_Required task:_ Extract every line of the material below that contains the word "reflection". Treat case as significant.

>> Begin Extracted material

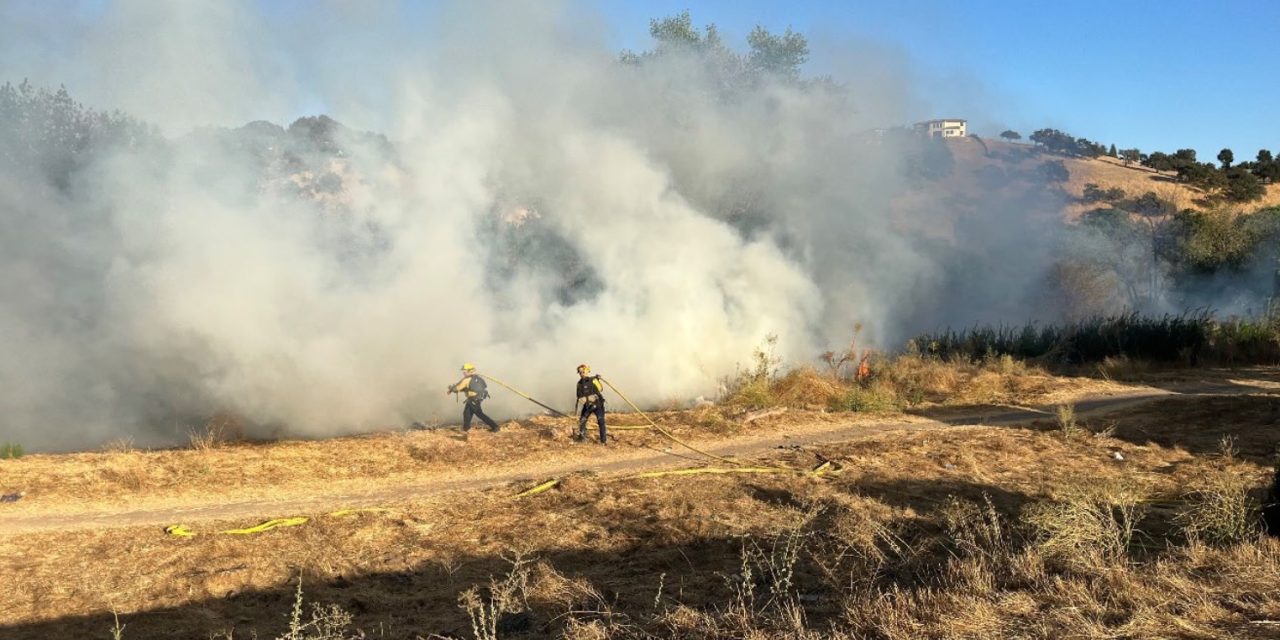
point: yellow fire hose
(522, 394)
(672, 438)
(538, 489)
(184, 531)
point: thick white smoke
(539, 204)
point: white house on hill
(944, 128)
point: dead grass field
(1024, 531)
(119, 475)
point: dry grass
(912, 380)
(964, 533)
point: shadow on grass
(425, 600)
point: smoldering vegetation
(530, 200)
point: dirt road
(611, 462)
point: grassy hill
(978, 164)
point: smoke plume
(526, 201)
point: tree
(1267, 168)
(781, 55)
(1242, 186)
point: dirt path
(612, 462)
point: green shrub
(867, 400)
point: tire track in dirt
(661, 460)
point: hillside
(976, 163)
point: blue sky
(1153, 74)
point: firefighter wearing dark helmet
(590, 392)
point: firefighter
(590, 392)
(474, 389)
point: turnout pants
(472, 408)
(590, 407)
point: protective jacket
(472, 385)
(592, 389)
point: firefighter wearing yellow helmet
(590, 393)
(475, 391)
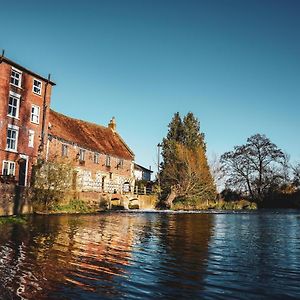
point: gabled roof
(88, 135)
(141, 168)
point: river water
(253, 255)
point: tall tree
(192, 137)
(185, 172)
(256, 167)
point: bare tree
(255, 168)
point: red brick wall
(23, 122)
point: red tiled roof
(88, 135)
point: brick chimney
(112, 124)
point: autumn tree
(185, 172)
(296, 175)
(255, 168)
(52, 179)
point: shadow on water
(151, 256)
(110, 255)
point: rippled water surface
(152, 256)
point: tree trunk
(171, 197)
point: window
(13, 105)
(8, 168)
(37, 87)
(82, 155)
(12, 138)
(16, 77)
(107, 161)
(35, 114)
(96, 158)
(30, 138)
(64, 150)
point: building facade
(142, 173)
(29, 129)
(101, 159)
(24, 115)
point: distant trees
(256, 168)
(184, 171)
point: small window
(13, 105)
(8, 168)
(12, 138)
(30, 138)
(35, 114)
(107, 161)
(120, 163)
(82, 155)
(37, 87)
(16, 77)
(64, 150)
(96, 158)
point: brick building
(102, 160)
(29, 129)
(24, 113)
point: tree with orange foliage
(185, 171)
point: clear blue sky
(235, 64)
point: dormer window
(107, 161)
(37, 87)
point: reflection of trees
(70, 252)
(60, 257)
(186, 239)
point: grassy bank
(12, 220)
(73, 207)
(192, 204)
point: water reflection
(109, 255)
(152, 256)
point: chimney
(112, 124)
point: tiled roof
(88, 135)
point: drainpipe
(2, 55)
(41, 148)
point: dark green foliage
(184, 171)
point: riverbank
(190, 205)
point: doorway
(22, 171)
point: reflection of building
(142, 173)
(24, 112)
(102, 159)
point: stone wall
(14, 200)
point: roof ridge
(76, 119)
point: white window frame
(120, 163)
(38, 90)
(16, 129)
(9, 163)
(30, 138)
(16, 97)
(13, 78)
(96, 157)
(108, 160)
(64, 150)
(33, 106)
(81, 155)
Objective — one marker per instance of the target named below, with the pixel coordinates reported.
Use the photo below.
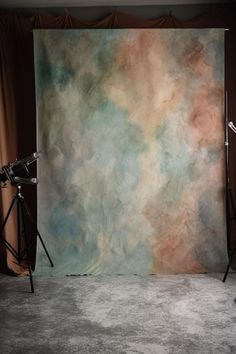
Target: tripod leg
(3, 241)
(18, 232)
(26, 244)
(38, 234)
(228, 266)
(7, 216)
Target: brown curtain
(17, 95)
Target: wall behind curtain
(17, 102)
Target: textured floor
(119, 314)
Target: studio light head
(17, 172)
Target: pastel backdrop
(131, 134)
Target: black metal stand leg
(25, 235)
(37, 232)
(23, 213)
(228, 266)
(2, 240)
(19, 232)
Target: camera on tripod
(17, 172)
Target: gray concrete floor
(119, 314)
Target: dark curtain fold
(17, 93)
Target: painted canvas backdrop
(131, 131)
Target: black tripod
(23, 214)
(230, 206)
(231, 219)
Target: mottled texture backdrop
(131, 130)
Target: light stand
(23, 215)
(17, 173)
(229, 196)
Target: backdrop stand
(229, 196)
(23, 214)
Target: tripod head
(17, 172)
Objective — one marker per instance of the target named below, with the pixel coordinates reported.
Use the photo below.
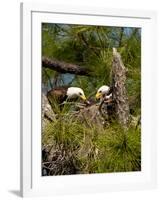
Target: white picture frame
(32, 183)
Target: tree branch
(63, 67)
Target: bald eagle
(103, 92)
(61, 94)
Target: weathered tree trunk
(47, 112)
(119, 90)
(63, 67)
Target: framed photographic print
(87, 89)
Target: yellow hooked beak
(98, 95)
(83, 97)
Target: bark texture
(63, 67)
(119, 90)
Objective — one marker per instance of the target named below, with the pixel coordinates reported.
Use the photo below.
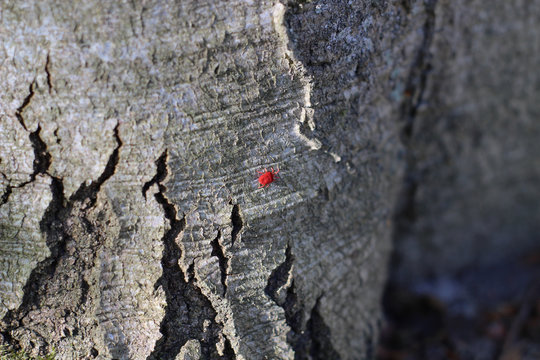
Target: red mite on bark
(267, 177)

>> End Extracted material
>> Begin Extracted material

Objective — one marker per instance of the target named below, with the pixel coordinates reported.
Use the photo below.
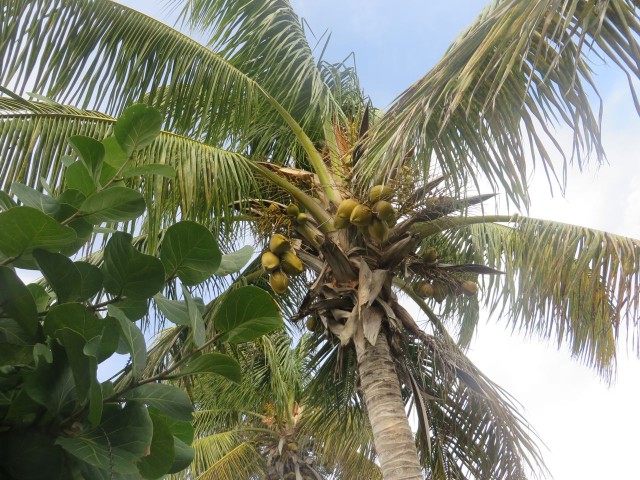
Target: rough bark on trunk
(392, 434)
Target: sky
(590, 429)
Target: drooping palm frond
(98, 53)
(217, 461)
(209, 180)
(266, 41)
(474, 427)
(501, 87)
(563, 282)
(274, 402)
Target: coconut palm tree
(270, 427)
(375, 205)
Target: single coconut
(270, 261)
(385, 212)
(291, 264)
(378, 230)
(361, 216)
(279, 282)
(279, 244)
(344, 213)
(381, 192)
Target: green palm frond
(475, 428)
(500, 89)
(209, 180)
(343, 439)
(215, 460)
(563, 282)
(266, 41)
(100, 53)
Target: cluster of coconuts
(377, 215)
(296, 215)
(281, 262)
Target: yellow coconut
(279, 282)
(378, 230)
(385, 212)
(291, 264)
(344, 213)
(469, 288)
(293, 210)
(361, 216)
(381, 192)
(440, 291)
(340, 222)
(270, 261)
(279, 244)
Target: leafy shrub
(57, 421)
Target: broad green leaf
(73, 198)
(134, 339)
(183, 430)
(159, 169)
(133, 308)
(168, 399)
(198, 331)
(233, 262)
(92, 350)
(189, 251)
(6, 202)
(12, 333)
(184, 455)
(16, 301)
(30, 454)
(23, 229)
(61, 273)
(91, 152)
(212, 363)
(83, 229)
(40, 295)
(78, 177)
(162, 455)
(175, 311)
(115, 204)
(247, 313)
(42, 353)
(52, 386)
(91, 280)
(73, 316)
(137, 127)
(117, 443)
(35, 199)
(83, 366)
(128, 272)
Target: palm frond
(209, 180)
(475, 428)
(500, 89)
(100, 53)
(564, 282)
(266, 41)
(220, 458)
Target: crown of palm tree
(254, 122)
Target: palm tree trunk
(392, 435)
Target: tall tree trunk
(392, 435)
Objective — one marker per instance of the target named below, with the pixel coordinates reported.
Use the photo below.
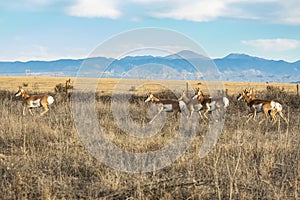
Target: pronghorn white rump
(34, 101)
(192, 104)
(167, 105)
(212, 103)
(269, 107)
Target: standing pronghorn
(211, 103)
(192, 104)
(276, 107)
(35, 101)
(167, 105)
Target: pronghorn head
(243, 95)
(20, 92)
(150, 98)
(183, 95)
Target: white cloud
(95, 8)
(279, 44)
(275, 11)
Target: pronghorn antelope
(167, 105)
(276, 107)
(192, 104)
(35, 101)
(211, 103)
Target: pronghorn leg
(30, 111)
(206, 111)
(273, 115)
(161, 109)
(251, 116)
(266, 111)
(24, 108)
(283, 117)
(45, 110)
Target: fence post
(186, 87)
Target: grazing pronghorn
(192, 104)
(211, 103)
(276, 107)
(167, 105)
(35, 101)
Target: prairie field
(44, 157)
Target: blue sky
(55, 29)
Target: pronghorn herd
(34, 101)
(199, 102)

>> End Extracted material
>> Begin Extracted material

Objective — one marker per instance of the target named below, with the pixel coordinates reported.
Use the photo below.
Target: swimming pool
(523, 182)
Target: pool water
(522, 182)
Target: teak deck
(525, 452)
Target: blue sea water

>> End Extracted material

_Reply:_
point: reflection of trees
point: water reflection
point: reflection of building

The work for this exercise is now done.